Count the lines in the rows below that contain the string "khaki", matching case exactly. Reply with the number alone.

(Excerpts from a detection dataset)
========

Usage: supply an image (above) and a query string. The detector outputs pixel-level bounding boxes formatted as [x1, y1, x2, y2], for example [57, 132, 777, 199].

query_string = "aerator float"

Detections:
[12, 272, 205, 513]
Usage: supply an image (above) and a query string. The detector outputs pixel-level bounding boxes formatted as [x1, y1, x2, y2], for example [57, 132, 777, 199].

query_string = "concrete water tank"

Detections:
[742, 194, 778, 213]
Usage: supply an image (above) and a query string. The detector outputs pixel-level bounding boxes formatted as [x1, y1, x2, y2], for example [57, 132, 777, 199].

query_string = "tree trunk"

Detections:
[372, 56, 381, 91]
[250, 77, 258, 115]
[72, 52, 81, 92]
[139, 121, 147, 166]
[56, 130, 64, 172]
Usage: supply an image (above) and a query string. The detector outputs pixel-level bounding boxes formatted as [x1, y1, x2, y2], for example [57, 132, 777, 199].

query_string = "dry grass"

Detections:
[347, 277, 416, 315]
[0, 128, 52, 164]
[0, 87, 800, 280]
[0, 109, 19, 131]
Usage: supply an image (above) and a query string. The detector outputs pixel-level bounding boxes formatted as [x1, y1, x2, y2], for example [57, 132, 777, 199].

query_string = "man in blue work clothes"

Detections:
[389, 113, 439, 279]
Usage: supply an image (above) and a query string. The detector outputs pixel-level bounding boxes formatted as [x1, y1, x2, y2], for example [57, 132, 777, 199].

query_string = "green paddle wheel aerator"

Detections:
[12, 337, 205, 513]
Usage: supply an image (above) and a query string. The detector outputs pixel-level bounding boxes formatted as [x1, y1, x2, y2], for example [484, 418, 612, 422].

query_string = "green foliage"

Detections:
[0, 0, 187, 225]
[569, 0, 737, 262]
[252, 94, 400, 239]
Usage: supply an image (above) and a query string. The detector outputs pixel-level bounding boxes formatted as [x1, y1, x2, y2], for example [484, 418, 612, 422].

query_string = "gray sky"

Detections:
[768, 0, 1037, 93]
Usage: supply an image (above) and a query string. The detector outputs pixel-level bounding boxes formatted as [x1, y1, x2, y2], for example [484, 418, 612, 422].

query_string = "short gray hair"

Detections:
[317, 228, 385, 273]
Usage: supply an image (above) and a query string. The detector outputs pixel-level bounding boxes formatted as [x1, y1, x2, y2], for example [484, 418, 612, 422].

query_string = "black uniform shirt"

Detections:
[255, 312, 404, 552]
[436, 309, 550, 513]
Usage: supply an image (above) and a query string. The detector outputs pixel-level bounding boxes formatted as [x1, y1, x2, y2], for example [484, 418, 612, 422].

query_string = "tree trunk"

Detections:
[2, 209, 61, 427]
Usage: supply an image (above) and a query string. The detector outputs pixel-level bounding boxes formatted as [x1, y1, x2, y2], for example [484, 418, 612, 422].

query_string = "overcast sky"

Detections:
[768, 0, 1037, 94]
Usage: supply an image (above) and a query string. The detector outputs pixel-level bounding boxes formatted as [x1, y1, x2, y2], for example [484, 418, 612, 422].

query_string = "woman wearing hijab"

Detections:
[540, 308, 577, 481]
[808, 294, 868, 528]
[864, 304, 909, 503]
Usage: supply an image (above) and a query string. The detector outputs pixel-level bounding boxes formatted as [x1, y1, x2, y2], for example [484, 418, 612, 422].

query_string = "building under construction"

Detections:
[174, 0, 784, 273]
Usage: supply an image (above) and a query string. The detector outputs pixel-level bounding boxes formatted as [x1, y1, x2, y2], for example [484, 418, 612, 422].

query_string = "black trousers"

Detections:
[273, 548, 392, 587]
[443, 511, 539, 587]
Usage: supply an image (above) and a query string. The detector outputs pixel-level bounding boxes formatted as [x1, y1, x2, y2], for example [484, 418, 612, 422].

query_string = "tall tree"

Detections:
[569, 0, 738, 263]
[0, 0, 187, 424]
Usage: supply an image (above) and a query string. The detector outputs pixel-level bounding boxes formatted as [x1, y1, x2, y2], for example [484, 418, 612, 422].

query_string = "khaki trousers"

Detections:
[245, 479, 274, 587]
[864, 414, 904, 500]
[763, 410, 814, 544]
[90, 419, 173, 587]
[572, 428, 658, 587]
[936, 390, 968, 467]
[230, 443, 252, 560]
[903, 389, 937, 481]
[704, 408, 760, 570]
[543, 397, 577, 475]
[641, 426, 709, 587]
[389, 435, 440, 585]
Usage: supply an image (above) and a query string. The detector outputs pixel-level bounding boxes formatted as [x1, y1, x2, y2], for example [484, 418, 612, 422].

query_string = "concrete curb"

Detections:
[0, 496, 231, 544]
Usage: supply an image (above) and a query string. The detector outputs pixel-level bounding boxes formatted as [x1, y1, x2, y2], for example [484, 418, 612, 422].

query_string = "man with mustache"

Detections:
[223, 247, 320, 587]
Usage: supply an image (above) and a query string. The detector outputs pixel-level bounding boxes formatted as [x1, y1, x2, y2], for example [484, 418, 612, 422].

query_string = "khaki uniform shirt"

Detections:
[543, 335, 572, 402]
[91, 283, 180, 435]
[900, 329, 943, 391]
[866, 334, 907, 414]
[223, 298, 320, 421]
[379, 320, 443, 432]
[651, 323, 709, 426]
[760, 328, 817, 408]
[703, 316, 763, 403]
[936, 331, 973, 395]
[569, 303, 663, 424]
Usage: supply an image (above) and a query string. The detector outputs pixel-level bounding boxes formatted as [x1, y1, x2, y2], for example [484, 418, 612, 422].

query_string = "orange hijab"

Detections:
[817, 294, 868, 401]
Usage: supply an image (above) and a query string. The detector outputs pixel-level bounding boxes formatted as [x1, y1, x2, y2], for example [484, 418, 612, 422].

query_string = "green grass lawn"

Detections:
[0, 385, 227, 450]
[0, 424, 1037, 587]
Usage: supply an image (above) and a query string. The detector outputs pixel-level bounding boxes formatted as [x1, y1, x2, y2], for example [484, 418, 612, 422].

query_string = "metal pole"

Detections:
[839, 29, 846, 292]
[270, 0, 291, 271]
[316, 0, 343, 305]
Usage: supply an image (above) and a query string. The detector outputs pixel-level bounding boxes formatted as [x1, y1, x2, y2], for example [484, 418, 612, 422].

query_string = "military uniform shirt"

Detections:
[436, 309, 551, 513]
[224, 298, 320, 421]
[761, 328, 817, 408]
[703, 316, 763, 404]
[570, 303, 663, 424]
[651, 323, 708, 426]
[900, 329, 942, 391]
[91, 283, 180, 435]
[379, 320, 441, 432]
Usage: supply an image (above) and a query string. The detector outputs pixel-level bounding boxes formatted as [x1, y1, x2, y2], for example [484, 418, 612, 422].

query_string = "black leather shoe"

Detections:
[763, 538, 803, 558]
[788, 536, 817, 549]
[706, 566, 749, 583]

========

- _Output_: 2